An acceptable answer repeats exactly the line with "Place a point on every instance of the white round" and each line after it through the end of the entries, and includes nothing else.
═════ TASK MATERIAL
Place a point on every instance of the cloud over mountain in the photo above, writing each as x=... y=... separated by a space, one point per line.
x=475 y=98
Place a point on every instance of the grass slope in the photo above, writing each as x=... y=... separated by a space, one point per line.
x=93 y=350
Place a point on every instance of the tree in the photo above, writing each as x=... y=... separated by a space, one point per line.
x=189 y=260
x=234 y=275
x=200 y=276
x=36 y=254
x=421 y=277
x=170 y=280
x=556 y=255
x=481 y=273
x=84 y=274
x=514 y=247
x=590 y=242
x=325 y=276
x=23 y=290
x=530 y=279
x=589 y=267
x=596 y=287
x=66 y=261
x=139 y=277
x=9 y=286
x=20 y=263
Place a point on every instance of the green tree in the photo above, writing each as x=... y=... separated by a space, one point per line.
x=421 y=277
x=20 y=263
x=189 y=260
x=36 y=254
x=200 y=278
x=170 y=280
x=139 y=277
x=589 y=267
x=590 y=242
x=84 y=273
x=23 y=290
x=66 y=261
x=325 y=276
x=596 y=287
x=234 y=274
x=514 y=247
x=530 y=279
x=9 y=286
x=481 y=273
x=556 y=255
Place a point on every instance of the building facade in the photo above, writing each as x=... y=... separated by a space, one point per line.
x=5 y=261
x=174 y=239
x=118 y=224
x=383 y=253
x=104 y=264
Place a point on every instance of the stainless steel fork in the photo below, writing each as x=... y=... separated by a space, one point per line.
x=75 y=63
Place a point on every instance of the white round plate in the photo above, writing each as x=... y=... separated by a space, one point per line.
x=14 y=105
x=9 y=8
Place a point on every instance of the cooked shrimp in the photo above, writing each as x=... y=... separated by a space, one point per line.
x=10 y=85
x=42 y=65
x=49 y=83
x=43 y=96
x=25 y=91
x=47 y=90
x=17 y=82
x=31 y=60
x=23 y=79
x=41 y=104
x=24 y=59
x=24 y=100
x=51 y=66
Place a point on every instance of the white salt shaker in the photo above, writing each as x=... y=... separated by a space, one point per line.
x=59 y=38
══════════
> **ANSWER TO THIS TASK**
Place a point on every instance of the white round plate in the photo above, writing each as x=... y=... separated by a space, one point per line.
x=14 y=105
x=9 y=8
Place a point on every instance of the cooked shrimp in the photo above, writing each as x=... y=... separated by a space, one point per line.
x=10 y=85
x=42 y=65
x=49 y=83
x=43 y=96
x=25 y=91
x=47 y=90
x=17 y=82
x=31 y=60
x=23 y=79
x=41 y=104
x=24 y=59
x=24 y=100
x=51 y=66
Place a point on every instance of the white salt shaker in the photo above, writing each as x=... y=... separated by a space, one point per line.
x=59 y=38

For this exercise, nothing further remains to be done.